文学研究科

博士課程前期課程(世界史学専修)

世界史学専修は、東洋史研究・エジプト学研究・西洋史研究からなっている。東洋史研究では東ユーラシア史と西アジア史(イスラーム化以後)、エジプト学研究では、エジプト学および古代地中海とオリエントの歴史、西洋史研究では、西洋中世史、西洋近現代史、史学思想史、ロシア近世史を学ぶことができる。それぞれの専修科目において、講義と演習が開講され、専任および学外の講師による多彩な講義が展開されている。

東洋史研究

東洋史研究では主に西アジア史、イスラーム世界史、7~10世紀の東ユーラシア史、東西文化交流史を研究できる。演習と講義が開講され、演習は受講者による研究発表・討論が中心になるが、専任教員が自らの専門研究の経験に立って助言を行い、受講生の研究の深化を図る。講義は、専任教員が担当するもののほか、学内外に求めた気鋭の兼任講師による多彩な内容が用意されており、受講者が広い視野に立った確かな研究力を身につけることができるよう配慮されている。

--------------------

作業内容:
1 - 世界史学専修の紹介文のうち、「博士課程前期課程(世界史学専修)」から「ができるよう配慮されている。」までの部分を両端も含めて示し、その際「受講者」を「履修者」に差し替えてください。
2 - 世界史学専修の紹介文を、その最後の文の後から引き続き書き進めてください。
この後に続く記録は、上の世界史学専修の紹介文とは別個の資料である。

--------------------

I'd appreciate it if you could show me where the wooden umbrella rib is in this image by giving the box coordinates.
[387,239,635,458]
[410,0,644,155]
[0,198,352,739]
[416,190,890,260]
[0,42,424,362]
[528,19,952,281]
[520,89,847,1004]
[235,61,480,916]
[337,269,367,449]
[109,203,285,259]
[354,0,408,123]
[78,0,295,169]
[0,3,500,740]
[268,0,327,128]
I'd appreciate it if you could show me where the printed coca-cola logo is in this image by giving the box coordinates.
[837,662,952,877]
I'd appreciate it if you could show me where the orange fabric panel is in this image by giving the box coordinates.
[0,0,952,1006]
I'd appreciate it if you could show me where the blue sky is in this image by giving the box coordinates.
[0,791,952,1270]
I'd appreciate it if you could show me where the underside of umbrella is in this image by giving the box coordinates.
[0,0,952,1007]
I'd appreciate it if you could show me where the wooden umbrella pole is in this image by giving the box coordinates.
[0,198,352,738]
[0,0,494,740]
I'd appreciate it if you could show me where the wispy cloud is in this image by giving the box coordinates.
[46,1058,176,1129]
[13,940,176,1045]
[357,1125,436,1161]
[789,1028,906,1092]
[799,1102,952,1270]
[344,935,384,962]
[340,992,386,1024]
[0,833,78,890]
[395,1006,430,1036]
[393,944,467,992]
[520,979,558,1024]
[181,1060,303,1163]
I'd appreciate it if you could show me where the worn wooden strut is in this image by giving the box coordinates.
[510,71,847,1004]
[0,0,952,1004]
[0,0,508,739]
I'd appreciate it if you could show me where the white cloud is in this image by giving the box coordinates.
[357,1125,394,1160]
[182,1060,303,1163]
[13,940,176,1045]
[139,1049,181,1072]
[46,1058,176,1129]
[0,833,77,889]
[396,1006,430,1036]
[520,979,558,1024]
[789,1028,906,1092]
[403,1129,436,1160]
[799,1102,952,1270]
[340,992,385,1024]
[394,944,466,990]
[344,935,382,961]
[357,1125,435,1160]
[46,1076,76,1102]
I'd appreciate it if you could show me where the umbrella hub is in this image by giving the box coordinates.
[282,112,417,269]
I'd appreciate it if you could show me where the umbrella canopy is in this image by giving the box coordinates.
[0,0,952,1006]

--------------------

解答一覧:
1 -
博士課程前期課程(世界史学専修)

世界史学専修は、東洋史研究・エジプト学研究・西洋史研究からなっている。東洋史研究では東ユーラシア史と西アジア史(イスラーム化以後)、エジプト学研究では、エジプト学および古代地中海とオリエントの歴史、西洋史研究では、西洋中世史、西洋近現代史、史学思想史、ロシア近世史を学ぶことができる。それぞれの専修科目において、講義と演習が開講され、専任および学外の講師による多彩な講義が展開されている。

東洋史研究

東洋史研究では主に西アジア史、イスラーム世界史、7~10世紀の東ユーラシア史、東西文化交流史を研究できる。演習と講義が開講され、演習は履修者による研究発表・討論が中心になるが、専任教員が自らの専門研究の経験に立って助言を行い、受講生の研究の深化を図る。講義は、専任教員が担当するもののほか、学内外に求めた気鋭の兼任講師による多彩な内容が用意されており、履修者が広い視野に立った確かな研究力を身につけることができるよう配慮されている。

2 -
【担任者および研究テーマ(概要)】
  • 森部 豊教授

    研究テーマ:唐五代史研究、東西文化交流史、東ユーラシア史

    7世紀から10世紀の東ユーラシア(北中国・モンゴリア・マンチュリア)の政治史を、ソグド人、トルコ人、契丹人などの視点からとらえ直し、「中国史」を相対的に見直すことを目的としている。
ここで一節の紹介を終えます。